Work task — Please output the data exactly, without omitting anything.

[Referring expression pointing data]
*** Block opens ***

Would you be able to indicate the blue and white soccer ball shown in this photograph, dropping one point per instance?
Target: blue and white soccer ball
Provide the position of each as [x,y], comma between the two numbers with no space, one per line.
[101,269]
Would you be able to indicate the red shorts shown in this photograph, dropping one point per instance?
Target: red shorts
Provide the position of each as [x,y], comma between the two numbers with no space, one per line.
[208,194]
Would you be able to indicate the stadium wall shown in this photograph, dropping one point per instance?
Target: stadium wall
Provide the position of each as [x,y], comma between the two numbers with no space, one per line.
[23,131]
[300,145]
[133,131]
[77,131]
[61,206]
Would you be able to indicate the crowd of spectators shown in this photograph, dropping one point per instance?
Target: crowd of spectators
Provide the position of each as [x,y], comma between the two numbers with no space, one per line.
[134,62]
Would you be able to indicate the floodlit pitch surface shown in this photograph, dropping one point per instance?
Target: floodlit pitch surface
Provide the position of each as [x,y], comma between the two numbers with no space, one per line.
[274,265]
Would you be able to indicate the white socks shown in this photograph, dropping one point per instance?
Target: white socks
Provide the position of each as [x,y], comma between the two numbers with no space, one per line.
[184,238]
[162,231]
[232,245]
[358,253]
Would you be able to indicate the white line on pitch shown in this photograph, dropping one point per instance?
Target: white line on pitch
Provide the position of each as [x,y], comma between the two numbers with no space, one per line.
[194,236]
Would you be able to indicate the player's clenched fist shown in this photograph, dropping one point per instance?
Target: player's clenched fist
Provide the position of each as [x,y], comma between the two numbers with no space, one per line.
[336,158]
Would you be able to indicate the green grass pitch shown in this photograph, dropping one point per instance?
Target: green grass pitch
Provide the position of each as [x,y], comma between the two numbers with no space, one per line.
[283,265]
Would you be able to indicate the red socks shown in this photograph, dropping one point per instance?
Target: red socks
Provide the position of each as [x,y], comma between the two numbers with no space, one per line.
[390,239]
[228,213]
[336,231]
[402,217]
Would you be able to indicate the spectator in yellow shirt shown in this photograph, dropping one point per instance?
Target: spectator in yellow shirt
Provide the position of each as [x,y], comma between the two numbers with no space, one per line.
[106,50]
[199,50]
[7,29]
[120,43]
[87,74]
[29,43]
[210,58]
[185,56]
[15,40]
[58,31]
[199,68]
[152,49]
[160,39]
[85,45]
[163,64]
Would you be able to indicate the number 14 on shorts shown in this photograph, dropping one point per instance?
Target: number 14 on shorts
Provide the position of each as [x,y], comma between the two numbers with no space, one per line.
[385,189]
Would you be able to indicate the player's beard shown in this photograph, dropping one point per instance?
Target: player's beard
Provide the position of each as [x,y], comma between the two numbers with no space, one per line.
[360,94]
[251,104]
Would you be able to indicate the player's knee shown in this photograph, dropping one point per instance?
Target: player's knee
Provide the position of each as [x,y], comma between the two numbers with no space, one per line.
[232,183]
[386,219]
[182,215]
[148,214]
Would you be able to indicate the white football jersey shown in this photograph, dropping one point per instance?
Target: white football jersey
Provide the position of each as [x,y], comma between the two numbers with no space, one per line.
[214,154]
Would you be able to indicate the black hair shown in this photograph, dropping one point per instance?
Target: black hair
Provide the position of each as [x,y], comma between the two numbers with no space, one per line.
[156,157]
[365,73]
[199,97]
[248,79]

*** Block closes ***

Task result —
Would you be able to indicate the blue and white soccer ball shown in this photograph, dropping one point per instance?
Target: blue and white soccer ball
Provide the position of each as [x,y], comma between the two numbers with no space, one per line.
[101,269]
Would you be able to indicate the red shorts shown in this photograph, dropping one point per instance?
Target: red shorts
Provide the position of each as [x,y], comma between the two numbers with no space, one per line.
[208,194]
Would you be able to indicate the stadium wall shown in this photograph, dropping one point per instance?
Target: stadium wall
Provide the position of each as [x,y], comma between the two numbers with no space, one per line.
[23,131]
[300,145]
[133,131]
[77,131]
[61,206]
Would you be able to indicate the crowd of spectators shown in this photograph, dropping one point per instance?
Target: crowd of spectators
Provide the position of each as [x,y], comma between the two numbers with no space, one per line.
[134,62]
Would you be able to indicate the floodlit pitch surface shown in this photograph, dropping one point per instance?
Target: floodlit pitch surface
Provide the position of each as [x,y], comma between the two numbers with no space, one per line.
[274,265]
Would you be able to indicate the white socks shown in this photograph, dropping one point per instance?
Target: white socks
Provide the position of each as [x,y], comma between the two numbers with no space, one per line.
[184,238]
[162,231]
[232,245]
[358,253]
Would you be able to indicate the white line on pitch shown in this photograph, dropping one point per instance?
Target: white line on pitch
Provide the position of each as [x,y], comma between the two numbers with no space, one per line.
[194,236]
Would you be able to indicate the player's clenched fist shown in this photograph, dropping one point per instance?
Target: player's clenched fist
Provide the position of each as [x,y], comma between the two numbers with no space, one per line.
[336,158]
Would you be able to indicate the green grass pitch shown in this photograph, dropping one point per instance?
Target: green grass pitch
Provide the position of each as [x,y], comma between the two numbers with no space, one per line.
[283,265]
Would you be able to indicate the red socks shown in this photograph, dropping one point per instance?
Target: red socks
Provide the position of each as [x,y], comma between the two numbers with no space, one per line.
[390,239]
[228,213]
[336,231]
[402,217]
Would you be able to indicate the spectator in yellow shirt shown in this photograph, dropping one point per instance?
Target: spectator in yellow shirt
Provide the position of each as [x,y], comma between the two numbers with no space, one per line.
[106,50]
[199,50]
[7,29]
[120,43]
[87,74]
[29,43]
[210,58]
[185,56]
[15,40]
[58,31]
[199,68]
[152,49]
[160,39]
[85,45]
[163,64]
Would you be able to indicate the number 14 on shorts shown in this photograph, dropping one point per instance?
Target: number 14 on shorts
Provide the position of each as [x,y], comma between the two numbers with no space, one per line.
[385,189]
Would you be able to indicate the player's beard shown in this photograph, dropping one point per instance?
Target: player's beard
Provide the position of each as [x,y], comma between the two numbers with no space, one per line.
[360,94]
[251,104]
Would you be able to indicate the player's knee shown in this photograph, dropping one point per instance?
Target: player's knee
Provide the position of each as [x,y], comma between the two numbers with no space, one per line.
[232,183]
[386,219]
[182,215]
[148,214]
Would you be able to indicate the white football jersey shown in this photograph, dropping one point per instance?
Target: white football jersey
Provide the position of each as [x,y], comma between the two numbers with no space, one per line.
[214,154]
Would you be able to indicate the black hair shown in this photograph, dropping one point per instance?
Target: black hair
Provide the position of each as [x,y], comma between the two numbers with no space, one per line.
[156,157]
[365,73]
[199,97]
[248,79]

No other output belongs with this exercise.